Read through the listing, and wherever a line holds the word "elderly", return it.

[[ Exercise data open ]]

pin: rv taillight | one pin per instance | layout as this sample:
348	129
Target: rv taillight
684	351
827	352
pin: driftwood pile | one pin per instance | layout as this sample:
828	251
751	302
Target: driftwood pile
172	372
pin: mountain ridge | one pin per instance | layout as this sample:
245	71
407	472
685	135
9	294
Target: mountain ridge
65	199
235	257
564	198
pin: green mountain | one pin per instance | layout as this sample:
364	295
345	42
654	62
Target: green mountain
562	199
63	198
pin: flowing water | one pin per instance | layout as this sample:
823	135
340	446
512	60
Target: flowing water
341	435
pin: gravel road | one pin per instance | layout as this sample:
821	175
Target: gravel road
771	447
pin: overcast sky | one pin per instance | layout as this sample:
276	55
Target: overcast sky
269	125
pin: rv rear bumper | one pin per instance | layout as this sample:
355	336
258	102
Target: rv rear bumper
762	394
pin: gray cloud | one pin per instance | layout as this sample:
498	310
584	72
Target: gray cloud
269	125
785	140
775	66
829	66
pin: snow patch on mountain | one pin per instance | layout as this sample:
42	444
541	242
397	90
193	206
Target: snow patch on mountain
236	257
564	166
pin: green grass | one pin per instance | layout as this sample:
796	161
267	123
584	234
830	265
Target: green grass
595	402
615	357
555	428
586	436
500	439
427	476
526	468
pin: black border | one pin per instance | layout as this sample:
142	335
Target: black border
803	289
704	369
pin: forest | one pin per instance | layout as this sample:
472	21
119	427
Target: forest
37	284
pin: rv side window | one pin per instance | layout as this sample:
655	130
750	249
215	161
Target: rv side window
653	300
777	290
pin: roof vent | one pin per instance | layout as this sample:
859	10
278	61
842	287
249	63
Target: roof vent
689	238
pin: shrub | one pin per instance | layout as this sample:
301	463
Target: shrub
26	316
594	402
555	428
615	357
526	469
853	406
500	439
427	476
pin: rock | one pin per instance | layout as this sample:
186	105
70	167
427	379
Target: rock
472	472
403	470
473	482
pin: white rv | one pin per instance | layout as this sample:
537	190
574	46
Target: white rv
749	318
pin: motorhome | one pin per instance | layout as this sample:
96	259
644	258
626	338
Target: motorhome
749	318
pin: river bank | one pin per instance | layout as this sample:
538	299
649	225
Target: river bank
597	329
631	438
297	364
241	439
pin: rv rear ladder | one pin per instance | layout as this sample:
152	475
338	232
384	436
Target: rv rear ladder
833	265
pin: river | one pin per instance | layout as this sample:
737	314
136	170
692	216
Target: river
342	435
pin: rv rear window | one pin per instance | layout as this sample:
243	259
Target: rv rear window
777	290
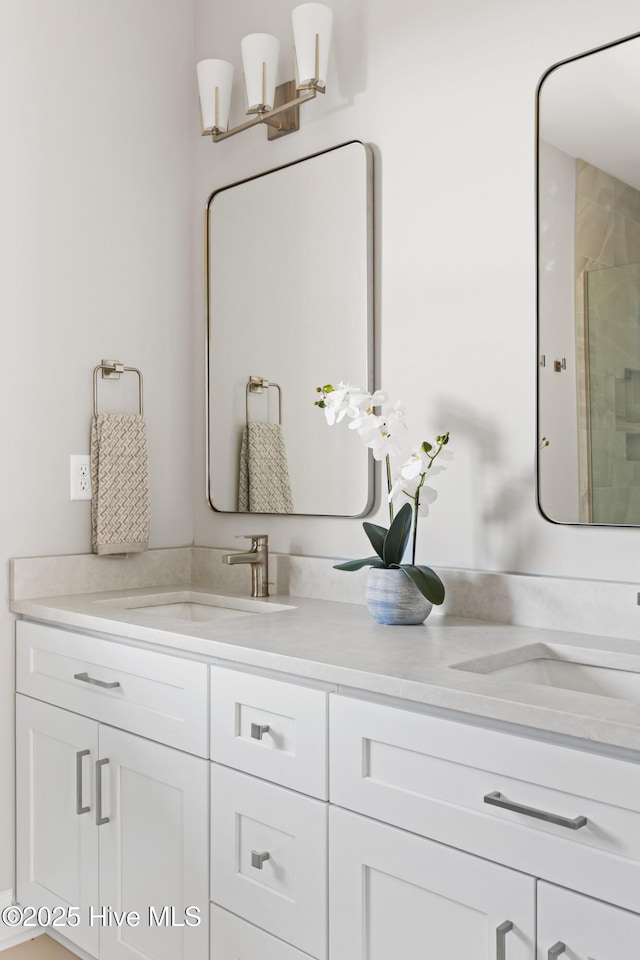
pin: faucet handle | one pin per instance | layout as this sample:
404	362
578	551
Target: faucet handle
257	539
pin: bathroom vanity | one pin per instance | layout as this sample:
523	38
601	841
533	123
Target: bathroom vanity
311	784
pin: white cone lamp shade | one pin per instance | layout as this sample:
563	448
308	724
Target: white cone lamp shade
311	21
215	79
260	52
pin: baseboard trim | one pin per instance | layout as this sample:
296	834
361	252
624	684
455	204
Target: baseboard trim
12	936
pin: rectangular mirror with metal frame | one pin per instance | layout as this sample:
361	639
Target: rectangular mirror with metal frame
589	287
290	308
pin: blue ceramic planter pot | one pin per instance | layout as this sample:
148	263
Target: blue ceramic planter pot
393	598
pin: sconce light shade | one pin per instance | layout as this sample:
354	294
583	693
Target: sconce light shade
311	20
260	52
215	79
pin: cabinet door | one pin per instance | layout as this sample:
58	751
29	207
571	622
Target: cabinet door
580	928
56	836
153	850
393	894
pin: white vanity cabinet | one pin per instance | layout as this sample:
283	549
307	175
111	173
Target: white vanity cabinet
303	821
269	818
394	894
579	928
538	817
109	821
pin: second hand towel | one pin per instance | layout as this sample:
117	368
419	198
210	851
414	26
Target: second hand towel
264	485
120	484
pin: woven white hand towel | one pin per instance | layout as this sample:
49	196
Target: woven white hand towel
263	485
120	484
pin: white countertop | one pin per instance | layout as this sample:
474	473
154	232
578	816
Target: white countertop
339	643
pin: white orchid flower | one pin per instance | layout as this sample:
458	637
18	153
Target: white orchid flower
363	404
382	433
336	402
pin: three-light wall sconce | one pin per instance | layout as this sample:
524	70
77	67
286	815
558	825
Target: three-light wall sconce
276	106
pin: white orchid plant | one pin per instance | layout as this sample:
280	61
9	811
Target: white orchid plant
383	433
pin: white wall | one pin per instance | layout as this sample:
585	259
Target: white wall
446	94
95	228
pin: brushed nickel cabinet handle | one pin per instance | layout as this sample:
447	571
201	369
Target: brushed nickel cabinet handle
79	755
258	859
497	799
99	818
98	683
258	730
501	934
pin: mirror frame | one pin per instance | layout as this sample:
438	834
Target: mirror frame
370	332
538	234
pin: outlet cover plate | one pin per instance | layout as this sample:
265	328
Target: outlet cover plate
79	476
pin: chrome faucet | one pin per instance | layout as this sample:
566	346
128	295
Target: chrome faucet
258	557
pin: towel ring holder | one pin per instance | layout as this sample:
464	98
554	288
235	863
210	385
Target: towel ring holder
111	369
257	385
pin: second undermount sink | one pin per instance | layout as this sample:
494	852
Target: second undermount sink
600	672
193	606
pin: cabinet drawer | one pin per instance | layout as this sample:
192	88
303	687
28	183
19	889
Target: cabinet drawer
235	939
432	776
284	892
157	696
272	729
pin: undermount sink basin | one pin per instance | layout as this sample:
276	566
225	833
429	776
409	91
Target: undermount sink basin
187	605
599	672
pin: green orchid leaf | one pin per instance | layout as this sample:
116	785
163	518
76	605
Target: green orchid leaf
376	535
398	536
427	581
358	564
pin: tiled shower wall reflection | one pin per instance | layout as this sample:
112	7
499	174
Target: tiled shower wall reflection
608	236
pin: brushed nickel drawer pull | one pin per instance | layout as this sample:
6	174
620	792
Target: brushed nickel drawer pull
257	859
99	818
501	933
98	683
570	823
258	730
79	755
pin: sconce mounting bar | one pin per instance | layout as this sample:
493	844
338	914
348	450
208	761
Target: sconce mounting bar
287	109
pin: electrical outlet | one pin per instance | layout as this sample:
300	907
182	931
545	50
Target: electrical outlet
79	476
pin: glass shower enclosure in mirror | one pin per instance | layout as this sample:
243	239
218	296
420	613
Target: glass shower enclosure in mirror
589	287
289	260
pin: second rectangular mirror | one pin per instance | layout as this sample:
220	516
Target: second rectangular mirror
290	309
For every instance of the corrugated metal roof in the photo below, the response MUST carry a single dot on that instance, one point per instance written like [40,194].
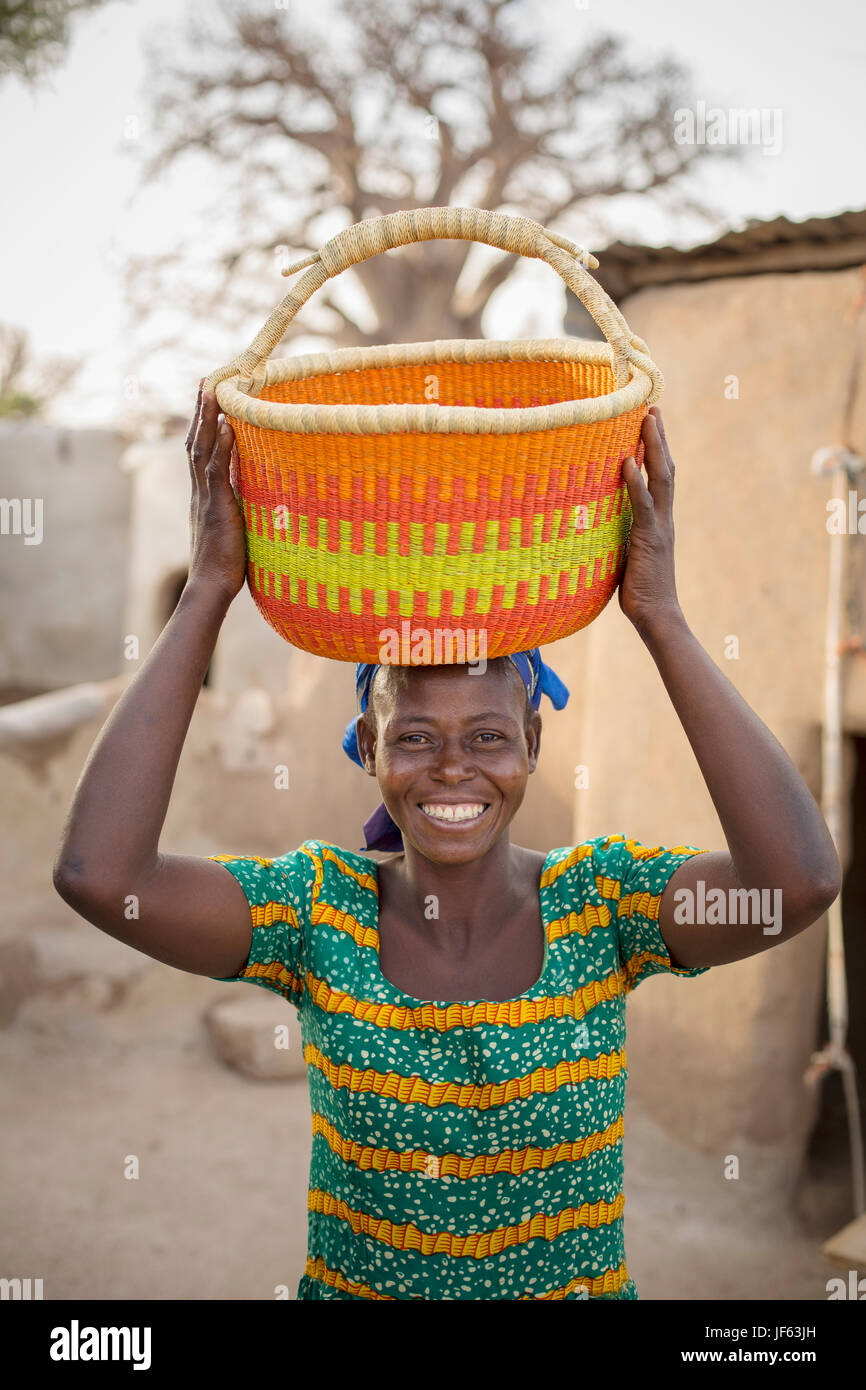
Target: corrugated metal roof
[759,248]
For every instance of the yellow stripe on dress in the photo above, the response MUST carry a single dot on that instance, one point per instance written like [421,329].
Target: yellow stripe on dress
[477,1244]
[441,1016]
[608,1283]
[277,973]
[414,1090]
[456,1165]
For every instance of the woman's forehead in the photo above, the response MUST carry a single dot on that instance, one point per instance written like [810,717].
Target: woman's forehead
[458,684]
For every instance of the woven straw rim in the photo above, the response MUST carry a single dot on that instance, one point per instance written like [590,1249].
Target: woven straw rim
[433,419]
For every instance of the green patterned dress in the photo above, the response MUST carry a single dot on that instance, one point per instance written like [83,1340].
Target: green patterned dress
[463,1150]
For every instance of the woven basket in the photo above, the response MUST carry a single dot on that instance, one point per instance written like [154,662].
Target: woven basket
[451,492]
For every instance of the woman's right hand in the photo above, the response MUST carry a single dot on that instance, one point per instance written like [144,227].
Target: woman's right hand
[216,523]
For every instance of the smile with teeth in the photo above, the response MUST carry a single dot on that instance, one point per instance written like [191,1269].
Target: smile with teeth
[445,811]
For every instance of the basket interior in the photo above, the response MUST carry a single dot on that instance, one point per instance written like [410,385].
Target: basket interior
[489,384]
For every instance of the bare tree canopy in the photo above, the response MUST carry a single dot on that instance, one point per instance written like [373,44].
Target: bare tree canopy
[35,34]
[27,387]
[392,106]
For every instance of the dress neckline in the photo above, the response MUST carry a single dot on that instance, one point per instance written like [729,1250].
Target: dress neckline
[444,1004]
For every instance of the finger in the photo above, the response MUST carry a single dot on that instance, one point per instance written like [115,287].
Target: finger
[195,419]
[638,494]
[659,477]
[216,471]
[206,434]
[656,416]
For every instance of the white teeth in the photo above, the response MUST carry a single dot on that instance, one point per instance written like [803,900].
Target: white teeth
[469,811]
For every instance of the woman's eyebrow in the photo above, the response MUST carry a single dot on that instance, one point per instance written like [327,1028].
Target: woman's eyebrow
[470,719]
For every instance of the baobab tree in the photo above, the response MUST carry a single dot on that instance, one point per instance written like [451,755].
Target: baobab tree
[389,106]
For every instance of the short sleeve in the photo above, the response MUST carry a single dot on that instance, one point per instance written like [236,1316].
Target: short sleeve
[631,879]
[278,894]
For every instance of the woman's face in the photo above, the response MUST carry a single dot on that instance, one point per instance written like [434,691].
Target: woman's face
[452,749]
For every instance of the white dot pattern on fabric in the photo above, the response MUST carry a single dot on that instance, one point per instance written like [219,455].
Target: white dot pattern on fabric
[463,1150]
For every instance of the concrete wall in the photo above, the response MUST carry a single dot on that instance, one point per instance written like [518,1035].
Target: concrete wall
[63,599]
[719,1059]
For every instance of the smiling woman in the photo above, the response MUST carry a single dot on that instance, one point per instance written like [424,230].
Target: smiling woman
[462,1002]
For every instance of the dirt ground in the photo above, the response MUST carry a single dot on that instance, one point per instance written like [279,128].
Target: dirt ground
[96,1072]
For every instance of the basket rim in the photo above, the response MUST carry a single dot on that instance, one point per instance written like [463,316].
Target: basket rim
[238,395]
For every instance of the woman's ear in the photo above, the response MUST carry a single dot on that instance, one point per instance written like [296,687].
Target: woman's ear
[534,738]
[366,744]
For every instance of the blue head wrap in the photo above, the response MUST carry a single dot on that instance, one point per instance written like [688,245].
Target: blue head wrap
[380,830]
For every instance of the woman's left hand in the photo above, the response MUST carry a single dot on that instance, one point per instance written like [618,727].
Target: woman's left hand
[648,590]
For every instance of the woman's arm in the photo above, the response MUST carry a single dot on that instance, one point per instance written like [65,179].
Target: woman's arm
[776,834]
[188,912]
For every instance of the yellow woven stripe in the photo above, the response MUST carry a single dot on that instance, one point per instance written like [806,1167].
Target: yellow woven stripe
[317,1269]
[345,922]
[477,1244]
[319,868]
[288,983]
[456,1165]
[510,1014]
[608,1283]
[366,880]
[334,916]
[414,1090]
[608,887]
[640,958]
[647,904]
[467,569]
[555,870]
[266,913]
[580,922]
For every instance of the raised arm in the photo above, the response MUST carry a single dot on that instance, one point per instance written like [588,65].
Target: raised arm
[188,912]
[776,834]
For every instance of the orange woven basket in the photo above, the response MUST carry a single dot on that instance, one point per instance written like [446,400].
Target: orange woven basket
[456,498]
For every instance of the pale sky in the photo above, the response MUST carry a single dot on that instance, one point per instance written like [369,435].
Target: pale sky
[71,216]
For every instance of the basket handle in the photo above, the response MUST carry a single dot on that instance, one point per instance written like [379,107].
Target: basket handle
[380,234]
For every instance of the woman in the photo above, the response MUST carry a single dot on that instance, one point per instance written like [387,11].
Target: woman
[463,1002]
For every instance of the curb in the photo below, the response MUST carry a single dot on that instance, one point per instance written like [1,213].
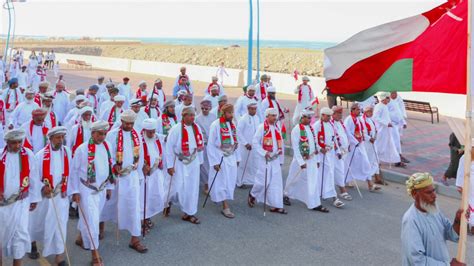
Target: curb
[448,191]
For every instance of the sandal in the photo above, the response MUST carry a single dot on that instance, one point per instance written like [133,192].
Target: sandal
[137,246]
[320,208]
[279,210]
[346,196]
[97,262]
[251,200]
[191,218]
[338,203]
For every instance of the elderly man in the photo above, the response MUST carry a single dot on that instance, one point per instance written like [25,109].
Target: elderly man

[[ Exercise data closed ]]

> _Output of the exercise_:
For every instance of the elderly man in the photo above, the response MUST carry a single dot on that instance, one point per instance written like [25,109].
Target: elderly man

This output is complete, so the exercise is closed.